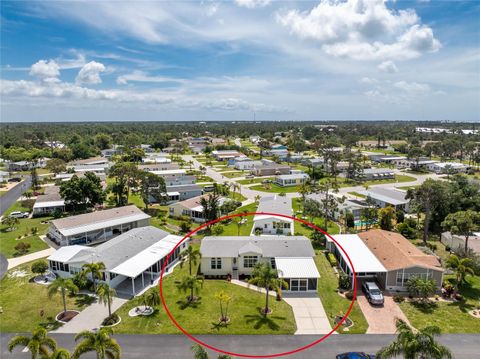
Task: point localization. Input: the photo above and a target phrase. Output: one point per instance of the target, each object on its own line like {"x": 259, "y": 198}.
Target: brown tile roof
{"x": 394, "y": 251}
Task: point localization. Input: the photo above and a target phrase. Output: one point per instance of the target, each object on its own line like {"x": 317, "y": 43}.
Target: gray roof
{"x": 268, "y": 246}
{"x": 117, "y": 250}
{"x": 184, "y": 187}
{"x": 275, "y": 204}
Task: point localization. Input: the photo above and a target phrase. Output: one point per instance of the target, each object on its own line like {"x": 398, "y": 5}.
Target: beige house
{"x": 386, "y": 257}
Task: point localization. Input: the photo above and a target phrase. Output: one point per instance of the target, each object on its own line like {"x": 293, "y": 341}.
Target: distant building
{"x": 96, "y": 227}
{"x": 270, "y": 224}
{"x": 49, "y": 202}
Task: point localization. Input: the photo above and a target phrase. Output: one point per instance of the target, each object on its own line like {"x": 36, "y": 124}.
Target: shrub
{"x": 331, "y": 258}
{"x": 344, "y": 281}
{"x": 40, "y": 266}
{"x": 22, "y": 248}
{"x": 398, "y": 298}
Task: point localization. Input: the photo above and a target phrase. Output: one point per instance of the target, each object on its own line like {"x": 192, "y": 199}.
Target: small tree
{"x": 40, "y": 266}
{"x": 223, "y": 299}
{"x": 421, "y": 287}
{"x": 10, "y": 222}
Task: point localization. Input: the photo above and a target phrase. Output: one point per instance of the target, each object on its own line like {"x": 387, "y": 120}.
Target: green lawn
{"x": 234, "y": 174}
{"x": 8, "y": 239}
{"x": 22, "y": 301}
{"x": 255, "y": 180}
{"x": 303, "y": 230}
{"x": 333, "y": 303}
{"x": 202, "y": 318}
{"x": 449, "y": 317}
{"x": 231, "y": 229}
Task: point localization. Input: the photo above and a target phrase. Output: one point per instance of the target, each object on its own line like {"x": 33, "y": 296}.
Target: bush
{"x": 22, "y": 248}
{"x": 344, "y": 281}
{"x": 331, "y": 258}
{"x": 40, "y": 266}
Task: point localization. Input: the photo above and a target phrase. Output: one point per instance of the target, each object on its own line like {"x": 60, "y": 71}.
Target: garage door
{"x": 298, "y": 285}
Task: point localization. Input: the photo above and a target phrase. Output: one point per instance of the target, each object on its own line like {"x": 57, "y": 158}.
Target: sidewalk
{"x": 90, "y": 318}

☆ ☆ ☆

**PROBLEM TO WORK ON**
Give the records back exactly. Leave the pictures out.

**YOUR RESPONSE**
Task: point localization. Input: the photo above and a target phrase. Output: one point per instance of the target, each object on its own line like {"x": 259, "y": 198}.
Target: brown tile roof
{"x": 394, "y": 251}
Task: point localization. Input: the photo above and a target phrase. Output: one point per instance of the target, each object on its own line like {"x": 317, "y": 43}.
Target: gray roof
{"x": 268, "y": 246}
{"x": 117, "y": 250}
{"x": 184, "y": 187}
{"x": 275, "y": 204}
Task: point localization. Input: the photo above and a target phrase. Output: one point per instance of the target, each object on its own line like {"x": 398, "y": 5}.
Target: beige house
{"x": 386, "y": 257}
Task: point localization. Input: the photo above and a target phrase. Output: one point per instance of the target, each object on its own line like {"x": 293, "y": 341}.
Target: distant building
{"x": 96, "y": 227}
{"x": 270, "y": 224}
{"x": 49, "y": 202}
Task: point localization. Input: the photo above and a target phrase. Output: one point per instance of the target, each object on its own line like {"x": 36, "y": 124}.
Target: shrub
{"x": 331, "y": 258}
{"x": 344, "y": 281}
{"x": 40, "y": 266}
{"x": 22, "y": 248}
{"x": 398, "y": 298}
Task: point localization. Input: the photo above and a target phrase. Output: one point per instance of the target, each object on its own line like {"x": 192, "y": 199}.
Target: small tree
{"x": 40, "y": 266}
{"x": 223, "y": 299}
{"x": 421, "y": 287}
{"x": 10, "y": 222}
Task: point localization. Input: the photo above and a target phrase. Output: one point per instance of the target, each object on its own line like {"x": 387, "y": 120}.
Target: green lawn
{"x": 234, "y": 174}
{"x": 8, "y": 239}
{"x": 22, "y": 301}
{"x": 255, "y": 180}
{"x": 303, "y": 230}
{"x": 333, "y": 303}
{"x": 202, "y": 318}
{"x": 449, "y": 317}
{"x": 231, "y": 229}
Task: point localization. Input: the photo above and a target phrase. Output: one point per instance of the target, each object on its own line like {"x": 33, "y": 296}.
Target: bush
{"x": 22, "y": 248}
{"x": 344, "y": 281}
{"x": 331, "y": 258}
{"x": 40, "y": 266}
Task: point localization. Input: the photo above and a target phrase. Output: one point per instance of the target, each object on its own line like {"x": 60, "y": 71}.
Target: garage door
{"x": 298, "y": 285}
Task: point localization. Input: the photo above and a target phrase. Output: one point per instance of the target, each object on its own line like {"x": 57, "y": 158}.
Target: sidewalk
{"x": 90, "y": 318}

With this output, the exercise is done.